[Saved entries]
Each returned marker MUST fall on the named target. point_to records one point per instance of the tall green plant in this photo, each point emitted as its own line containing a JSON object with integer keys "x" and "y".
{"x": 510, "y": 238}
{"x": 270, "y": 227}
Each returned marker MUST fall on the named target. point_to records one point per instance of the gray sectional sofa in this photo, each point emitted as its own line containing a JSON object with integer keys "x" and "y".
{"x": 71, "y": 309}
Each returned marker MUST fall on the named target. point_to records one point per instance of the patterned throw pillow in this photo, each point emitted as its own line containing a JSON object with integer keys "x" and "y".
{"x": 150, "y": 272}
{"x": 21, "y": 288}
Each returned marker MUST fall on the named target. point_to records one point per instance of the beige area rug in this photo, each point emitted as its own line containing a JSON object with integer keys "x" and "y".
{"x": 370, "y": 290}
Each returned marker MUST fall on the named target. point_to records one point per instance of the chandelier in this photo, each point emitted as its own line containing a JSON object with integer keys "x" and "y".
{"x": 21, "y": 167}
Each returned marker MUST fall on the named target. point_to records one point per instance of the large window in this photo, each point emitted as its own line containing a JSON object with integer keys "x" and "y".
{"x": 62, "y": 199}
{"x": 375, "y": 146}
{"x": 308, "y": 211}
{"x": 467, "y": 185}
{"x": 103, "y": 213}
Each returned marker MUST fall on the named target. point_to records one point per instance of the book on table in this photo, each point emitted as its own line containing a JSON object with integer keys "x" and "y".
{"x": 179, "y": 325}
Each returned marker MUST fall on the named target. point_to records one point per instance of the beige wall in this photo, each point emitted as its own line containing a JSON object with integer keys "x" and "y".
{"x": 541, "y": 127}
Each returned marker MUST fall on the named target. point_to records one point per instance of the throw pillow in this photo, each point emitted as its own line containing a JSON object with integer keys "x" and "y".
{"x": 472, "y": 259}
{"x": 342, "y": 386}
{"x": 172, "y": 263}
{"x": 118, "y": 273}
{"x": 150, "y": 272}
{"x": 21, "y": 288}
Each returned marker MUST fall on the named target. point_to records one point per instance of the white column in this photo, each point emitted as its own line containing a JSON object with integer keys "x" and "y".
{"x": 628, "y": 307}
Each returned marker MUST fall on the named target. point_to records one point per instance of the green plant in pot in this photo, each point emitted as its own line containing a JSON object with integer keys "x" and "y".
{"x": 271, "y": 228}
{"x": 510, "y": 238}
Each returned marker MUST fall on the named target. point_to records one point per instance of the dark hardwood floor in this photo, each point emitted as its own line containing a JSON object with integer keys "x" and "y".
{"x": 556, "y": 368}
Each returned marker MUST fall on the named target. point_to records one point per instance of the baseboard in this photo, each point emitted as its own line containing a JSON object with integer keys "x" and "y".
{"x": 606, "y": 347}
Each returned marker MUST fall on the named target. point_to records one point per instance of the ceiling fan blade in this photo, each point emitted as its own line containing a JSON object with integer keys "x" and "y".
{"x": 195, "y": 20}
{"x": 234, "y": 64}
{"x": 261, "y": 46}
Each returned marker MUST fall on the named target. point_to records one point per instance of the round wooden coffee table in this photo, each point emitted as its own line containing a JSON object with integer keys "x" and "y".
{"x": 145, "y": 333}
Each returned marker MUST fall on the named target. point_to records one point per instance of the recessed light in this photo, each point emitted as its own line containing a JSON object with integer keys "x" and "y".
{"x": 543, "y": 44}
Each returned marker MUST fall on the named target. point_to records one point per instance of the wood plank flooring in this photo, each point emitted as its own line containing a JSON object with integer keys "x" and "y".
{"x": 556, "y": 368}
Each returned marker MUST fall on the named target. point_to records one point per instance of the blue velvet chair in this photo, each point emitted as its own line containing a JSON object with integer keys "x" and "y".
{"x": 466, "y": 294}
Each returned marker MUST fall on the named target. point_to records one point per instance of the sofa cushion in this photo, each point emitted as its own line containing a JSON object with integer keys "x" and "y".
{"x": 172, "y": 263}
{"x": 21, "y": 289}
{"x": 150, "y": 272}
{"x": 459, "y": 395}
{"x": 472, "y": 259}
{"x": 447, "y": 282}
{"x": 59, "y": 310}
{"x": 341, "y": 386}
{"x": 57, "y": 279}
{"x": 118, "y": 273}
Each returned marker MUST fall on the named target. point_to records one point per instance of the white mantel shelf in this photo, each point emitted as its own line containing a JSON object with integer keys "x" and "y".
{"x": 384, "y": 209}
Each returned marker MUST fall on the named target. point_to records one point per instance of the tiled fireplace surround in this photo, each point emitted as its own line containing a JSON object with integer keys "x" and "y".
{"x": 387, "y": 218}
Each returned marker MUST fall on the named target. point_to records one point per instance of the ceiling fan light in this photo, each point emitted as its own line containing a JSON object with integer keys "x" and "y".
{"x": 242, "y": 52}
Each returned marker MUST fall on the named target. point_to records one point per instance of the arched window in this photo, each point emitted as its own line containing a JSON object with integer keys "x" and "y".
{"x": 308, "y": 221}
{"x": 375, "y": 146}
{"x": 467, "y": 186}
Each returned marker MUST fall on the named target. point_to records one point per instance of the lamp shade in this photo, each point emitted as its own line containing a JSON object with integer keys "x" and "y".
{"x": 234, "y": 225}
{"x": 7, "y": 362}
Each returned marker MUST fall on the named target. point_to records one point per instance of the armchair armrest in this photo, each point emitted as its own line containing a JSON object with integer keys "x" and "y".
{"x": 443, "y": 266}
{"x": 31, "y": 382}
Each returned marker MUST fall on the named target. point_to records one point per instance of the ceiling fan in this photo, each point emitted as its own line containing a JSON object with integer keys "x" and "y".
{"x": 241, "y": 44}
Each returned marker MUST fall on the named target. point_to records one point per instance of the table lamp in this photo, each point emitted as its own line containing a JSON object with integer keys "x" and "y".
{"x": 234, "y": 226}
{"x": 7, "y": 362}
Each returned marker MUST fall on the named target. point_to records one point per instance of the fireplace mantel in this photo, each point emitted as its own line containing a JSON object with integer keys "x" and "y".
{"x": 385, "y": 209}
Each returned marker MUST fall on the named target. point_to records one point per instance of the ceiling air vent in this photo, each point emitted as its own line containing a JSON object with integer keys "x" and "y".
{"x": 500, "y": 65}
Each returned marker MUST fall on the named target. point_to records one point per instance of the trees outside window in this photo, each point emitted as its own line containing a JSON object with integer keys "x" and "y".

* _WHAT THE TASK ASKS_
Above are the entries; return each one exactly.

* _EXERCISE RESULT_
Each returned marker MUST fall on the named target. point_to records one point per instance of the tall green plant in this photo, each point emitted as its own line containing a JSON object with integer keys "x" and "y".
{"x": 510, "y": 238}
{"x": 270, "y": 227}
Each returned marker MUST fall on the named target. point_to records one point per instance of the gray sectional sofa in this photo, each point emitted as its own line containing a JSON object with integer keys "x" and "y".
{"x": 71, "y": 309}
Each returned marker MUST fall on the named target. point_to records one point per instance of the patterned throw pillow in this photo, each point emitted as its own line containing a JSON object with integer keys "x" and "y".
{"x": 150, "y": 272}
{"x": 21, "y": 288}
Each returned marker MUST fall on the named target. point_to records one point per instance of the beige area rug in this photo, each point emitted as its own line containing a JSON object with integer keys "x" and "y".
{"x": 370, "y": 290}
Each returned marker MUST fall on the named target. point_to records one point per instance of the chandelier in this photo, each point emitted as its own line containing a JSON object with integer keys "x" and "y".
{"x": 21, "y": 167}
Each returned marker MUST fall on the named target. point_to records one point per instance of the large window in this photo, each point emitted as its own line containing a JSON object with integer keys "x" and "y".
{"x": 62, "y": 199}
{"x": 375, "y": 146}
{"x": 308, "y": 211}
{"x": 467, "y": 185}
{"x": 103, "y": 213}
Each returned marker MUST fall on the named target. point_to records one point per instance of the book on table in this photo, each point emitted as its own line containing a JSON object with integer keys "x" and "y".
{"x": 179, "y": 325}
Each returned marker MUST fall on the named target. point_to records one point per instance of the beige wall in this photo, each point emitted as its own line containing a JSON object with integer keys "x" and "y".
{"x": 541, "y": 127}
Each returned marker MUST fall on the named target. point_to records one point per instance of the throw pillow in this photo, each point emitted as its own line containing a JSON object with integer keys "x" and "y".
{"x": 472, "y": 259}
{"x": 342, "y": 386}
{"x": 172, "y": 263}
{"x": 118, "y": 273}
{"x": 150, "y": 272}
{"x": 21, "y": 288}
Each returned marker MUST fall on the named target. point_to records one point per instance of the white column in this photo, each point emitted as its own line containing a JSON object with integer keys "x" and "y".
{"x": 628, "y": 307}
Each returned marker MUST fall on the named target. point_to records one point per instance of the green plant in pot in this photo, each point emitted as its own line containing a JSON object with integer keys "x" and "y".
{"x": 271, "y": 228}
{"x": 510, "y": 238}
Each returned marker MUST fall on the named target. point_to records one point per instance of the dark hardwood floor in this photo, each point emitted as its own line containing a JSON object with integer keys "x" and "y".
{"x": 556, "y": 368}
Each returned marker MUST fall on the named target. point_to records one point per instance of the baseboard in this photo, each point emitted as its own line containing a JSON object with integer keys "x" and "y".
{"x": 606, "y": 347}
Each returned marker MUST fall on the named target. point_to records one point per instance of the ceiling fan blade in this photo, each point emitted as its own line containing a JSON object with integer keys "x" and "y".
{"x": 195, "y": 20}
{"x": 234, "y": 64}
{"x": 261, "y": 46}
Each returned marker MUST fall on the named target. point_to records one point per instance of the round wooden coffee table in this photo, each point emitted as its own line containing a JSON object with integer keys "x" and "y".
{"x": 145, "y": 333}
Each returned marker MUST fall on the named target. point_to records one point per instance of the recessed light in this photo, each point emitted as its own line containing a JSON object with integer keys "x" and "y".
{"x": 543, "y": 44}
Each returned marker MUST fall on the named target. point_to records one point per instance of the wood plank flooring in this photo, each point emitted as its own line containing a JSON object with integer keys "x" and "y".
{"x": 556, "y": 368}
Each returned marker MUST fall on the named target. point_to records one point per instance of the blue velvet chair in this photo, each point emitted as its own line containing a JSON object with integer keys "x" and "y".
{"x": 466, "y": 294}
Each returned marker MUST fall on the named target. point_to records one point per instance of the sofa cushion in this photo, each point emitted as its own line containing a JSON object with integer keys "x" and "y".
{"x": 172, "y": 263}
{"x": 21, "y": 289}
{"x": 150, "y": 272}
{"x": 459, "y": 395}
{"x": 472, "y": 259}
{"x": 447, "y": 282}
{"x": 59, "y": 310}
{"x": 341, "y": 386}
{"x": 57, "y": 279}
{"x": 118, "y": 273}
Each returned marker MUST fall on the named target. point_to records one point per instance of the white mantel shelf in this photo, each point emitted as its own line containing a JSON object with integer keys "x" and "y".
{"x": 384, "y": 209}
Each returned marker MUST fall on the named target. point_to records one point per instance of the tiled fireplace surround in this photo, each point emitted as its own line containing a JSON object with integer keys "x" and "y".
{"x": 387, "y": 218}
Each returned marker MUST fall on the named target. point_to records one point per instance of the ceiling fan light in this photo, each point emitted as its own line containing a JSON object with integer keys "x" and "y".
{"x": 242, "y": 52}
Each returned marker MUST fall on the named target. point_to records one point per instance of the arched window in this photo, each point emitted as its own line containing a JSON object with integer keys "x" and "y".
{"x": 308, "y": 221}
{"x": 375, "y": 146}
{"x": 467, "y": 186}
Each returned marker MUST fall on the named target. point_to records one point per instance of the lamp shade in this photo, each point emitted as its own line containing a JSON object with integer keys "x" and "y".
{"x": 234, "y": 225}
{"x": 7, "y": 362}
Each returned marker MUST fall on the named target. point_to records one point per instance of the armchair armrest in this photo, each point emitted as its own line containing a JSON object with integer keys "x" and "y".
{"x": 443, "y": 266}
{"x": 31, "y": 382}
Each returned marker MUST fall on the named target. point_to records one point per instance of the ceiling fan in this photo, each point emitted as its own line containing a JSON object with integer keys "x" and "y".
{"x": 241, "y": 44}
Each returned marker MUST fall on the named target. point_to records one point per instance of the table lamp in this photo, each point emitted as its own line containing a JSON object with integer keys "x" and "y".
{"x": 234, "y": 226}
{"x": 7, "y": 362}
Each returned marker MUST fall on the named target. point_to records one point per instance of the fireplace mantel in this photo, each point emitted as its own line containing a JSON object with integer keys "x" and "y".
{"x": 385, "y": 209}
Each returned marker MUST fall on the named target. point_to records one point per instance of the ceiling air vent in this photo, each point emitted as its own line containing a JSON object with integer keys "x" and "y".
{"x": 500, "y": 65}
Each returned marker MUST fall on the named target. point_to records one point per instance of the trees outside window in this photo, each point emitted as its own line containing a JSON object with integer keys "x" and "y".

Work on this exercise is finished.